◆ Page ◆
▶
Thread: Held idle connections vs use of a Pooler

Held idle connections vs use of a Pooler

From
mark
Date:
Hello,

I am relatively new to postgres (just a few months) so apologies if
any of you are bearing with me.

I am trying to get a rough idea of the amount of bang for the buck I
might see if I put in a connection pooling service into the enviroment
vs our current methodology of using persistent open connections.

We have a number of in house applications that connect to a central
Postgres instance. (8.3.7). The box is admitting underpowered with
only 8 cores, and 8gb or ram and not great disk IO out of an MSA-70.
the database is about 35GB on disk and does mainly (~95%) OTLP type
queries. I am currently begging for more ram.

Most of the connections from the various apps hold idle connections
until they need to execute a query once done go back to holding an
open idle connection.  (there are ~600 open connections at any given
time, and most of the time most are idle)

this is typically fine while the number of active queries is low, but
some other application (that doesn't use connection pooling or holding
open connections when not in use) is hitting the db from time to time
with 50-100 small queries (2ms queries from my testing) nearly all at
once. when this happens the whole response time goes out the door
however).


I think from reading this list for a few weeks the answer is move to
using connection pooling package elsewhere to better manage incoming
connections, with a lower number to the db.

I am told this will require some re-working of some app code as I
understand pg-pool was tried a while back in our QA environment and
server parts of various in-house apps/scripts/..etc started to
experience show stopping problems.

to help make my case to the devs and various managers I was wondering
if someone could expand on what extra work is having to be done while
queries run and there is a high (500-600) number of open yet idle
connections to db. lots of the queries executed use sub-transactions
if that makes a difference.


basically what I am paying extra for with that many persistent
connections, that I might save if I go to the effort of getting the
in-house stuff to make use of a connection pooler ?


thank you for your time.

..: mark

Re: Held idle connections vs use of a Pooler

From
Merlin Moncure
Date:
On Tue, Sep 14, 2010 at 12:10 PM, mark <dvlhntr@gmail.com> wrote:
> Hello,
>
> I am relatively new to postgres (just a few months) so apologies if
> any of you are bearing with me.
>
> I am trying to get a rough idea of the amount of bang for the buck I
> might see if I put in a connection pooling service into the enviroment
> vs our current methodology of using persistent open connections.
>
> We have a number of in house applications that connect to a central
> Postgres instance. (8.3.7). The box is admitting underpowered with
> only 8 cores, and 8gb or ram and not great disk IO out of an MSA-70.
> the database is about 35GB on disk and does mainly (~95%) OTLP type
> queries. I am currently begging for more ram.
>
> Most of the connections from the various apps hold idle connections
> until they need to execute a query once done go back to holding an
> open idle connection.  (there are ~600 open connections at any given
> time, and most of the time most are idle)

This is IMO a strong justification for a connection pooler.  Certain
classes of problems will go away and you will have a more responsive
server under high load conditions.
◀
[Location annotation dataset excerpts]
▶
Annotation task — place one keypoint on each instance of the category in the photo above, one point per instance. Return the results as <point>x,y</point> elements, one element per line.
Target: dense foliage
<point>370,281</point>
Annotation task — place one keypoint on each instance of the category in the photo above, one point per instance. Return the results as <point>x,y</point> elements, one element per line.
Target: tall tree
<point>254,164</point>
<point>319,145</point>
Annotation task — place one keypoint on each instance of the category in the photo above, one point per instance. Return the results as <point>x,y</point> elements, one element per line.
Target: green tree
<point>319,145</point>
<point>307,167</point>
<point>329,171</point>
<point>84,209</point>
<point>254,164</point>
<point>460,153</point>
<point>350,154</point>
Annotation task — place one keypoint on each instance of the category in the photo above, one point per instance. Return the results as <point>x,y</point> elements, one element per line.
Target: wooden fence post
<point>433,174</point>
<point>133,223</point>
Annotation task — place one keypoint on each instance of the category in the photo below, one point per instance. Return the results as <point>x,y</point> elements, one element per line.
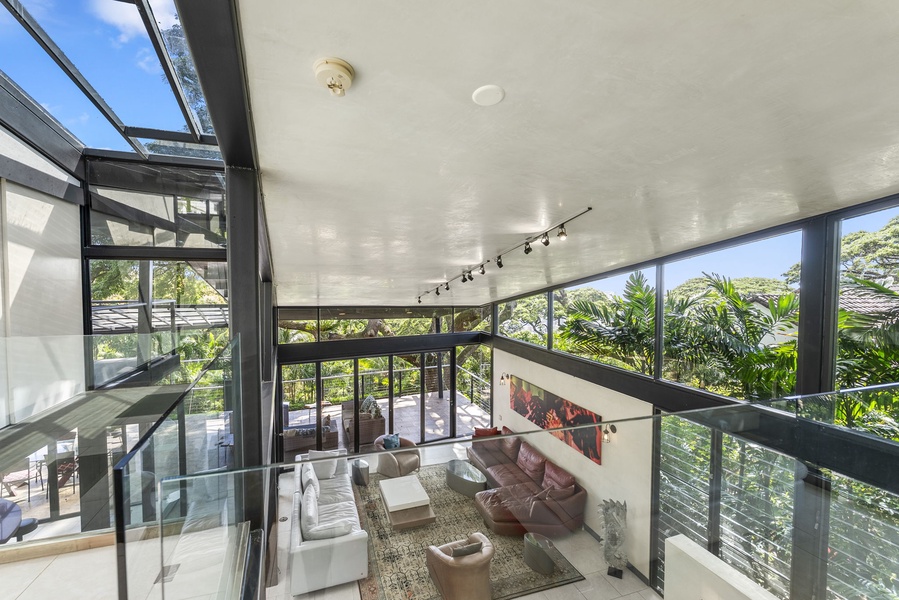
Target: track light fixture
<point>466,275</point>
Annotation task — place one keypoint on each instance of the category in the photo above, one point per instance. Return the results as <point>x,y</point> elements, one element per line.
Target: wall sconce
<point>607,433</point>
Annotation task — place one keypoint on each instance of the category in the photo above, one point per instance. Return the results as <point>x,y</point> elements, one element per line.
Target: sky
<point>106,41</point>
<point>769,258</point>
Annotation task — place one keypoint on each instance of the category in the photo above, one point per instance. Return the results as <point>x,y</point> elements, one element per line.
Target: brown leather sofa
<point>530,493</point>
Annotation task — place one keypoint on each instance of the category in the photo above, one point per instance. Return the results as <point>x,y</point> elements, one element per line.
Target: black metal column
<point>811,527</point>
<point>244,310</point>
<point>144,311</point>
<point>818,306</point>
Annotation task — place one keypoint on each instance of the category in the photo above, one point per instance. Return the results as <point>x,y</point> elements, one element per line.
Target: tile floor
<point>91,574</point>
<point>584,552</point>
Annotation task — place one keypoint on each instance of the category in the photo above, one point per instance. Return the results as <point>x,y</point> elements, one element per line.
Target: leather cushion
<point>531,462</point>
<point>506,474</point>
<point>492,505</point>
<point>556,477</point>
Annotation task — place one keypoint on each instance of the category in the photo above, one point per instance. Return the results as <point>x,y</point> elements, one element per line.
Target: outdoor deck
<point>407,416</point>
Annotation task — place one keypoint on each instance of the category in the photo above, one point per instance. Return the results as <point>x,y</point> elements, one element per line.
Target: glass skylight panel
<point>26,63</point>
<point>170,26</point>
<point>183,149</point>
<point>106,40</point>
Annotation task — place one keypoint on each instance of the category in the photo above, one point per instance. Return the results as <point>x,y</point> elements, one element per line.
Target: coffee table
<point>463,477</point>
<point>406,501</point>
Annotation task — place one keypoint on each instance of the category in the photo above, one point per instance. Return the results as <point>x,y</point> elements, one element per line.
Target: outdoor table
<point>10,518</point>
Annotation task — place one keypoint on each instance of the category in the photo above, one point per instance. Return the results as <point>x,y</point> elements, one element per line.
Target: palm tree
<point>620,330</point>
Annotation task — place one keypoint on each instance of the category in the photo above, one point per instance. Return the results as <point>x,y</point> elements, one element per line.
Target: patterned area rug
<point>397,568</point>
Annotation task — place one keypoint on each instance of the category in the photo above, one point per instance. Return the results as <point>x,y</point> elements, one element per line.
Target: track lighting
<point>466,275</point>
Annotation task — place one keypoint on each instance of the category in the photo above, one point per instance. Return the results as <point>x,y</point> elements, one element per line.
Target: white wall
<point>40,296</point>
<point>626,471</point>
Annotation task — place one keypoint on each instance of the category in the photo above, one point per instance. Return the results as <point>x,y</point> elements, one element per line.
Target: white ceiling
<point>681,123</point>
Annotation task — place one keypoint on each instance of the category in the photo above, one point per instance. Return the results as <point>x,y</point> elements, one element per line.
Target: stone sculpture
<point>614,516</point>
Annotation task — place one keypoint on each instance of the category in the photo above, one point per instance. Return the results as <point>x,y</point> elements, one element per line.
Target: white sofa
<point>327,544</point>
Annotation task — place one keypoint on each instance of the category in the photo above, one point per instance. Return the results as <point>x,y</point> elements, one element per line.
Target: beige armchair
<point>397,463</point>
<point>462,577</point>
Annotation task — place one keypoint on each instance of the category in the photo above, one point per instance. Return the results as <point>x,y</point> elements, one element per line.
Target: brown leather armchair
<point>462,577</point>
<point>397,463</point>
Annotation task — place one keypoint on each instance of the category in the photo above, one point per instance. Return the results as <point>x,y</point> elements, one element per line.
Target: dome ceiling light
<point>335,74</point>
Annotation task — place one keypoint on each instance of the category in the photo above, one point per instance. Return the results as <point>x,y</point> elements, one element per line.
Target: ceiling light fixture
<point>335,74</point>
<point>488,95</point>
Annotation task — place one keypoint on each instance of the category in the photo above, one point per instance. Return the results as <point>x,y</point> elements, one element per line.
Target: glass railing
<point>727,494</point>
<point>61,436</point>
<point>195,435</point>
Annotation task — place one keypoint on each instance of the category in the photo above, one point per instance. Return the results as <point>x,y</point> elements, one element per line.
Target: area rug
◀
◆ Goal of the exercise ◆
Return the passage from the connection pooling thread starting with "basically what I" and going on through "for your time.", copied word for word. The listing has no connection to the thread.

◆ Task response ◆
basically what I am paying extra for with that many persistent
connections, that I might save if I go to the effort of getting the
in-house stuff to make use of a connection pooler ?


thank you for your time.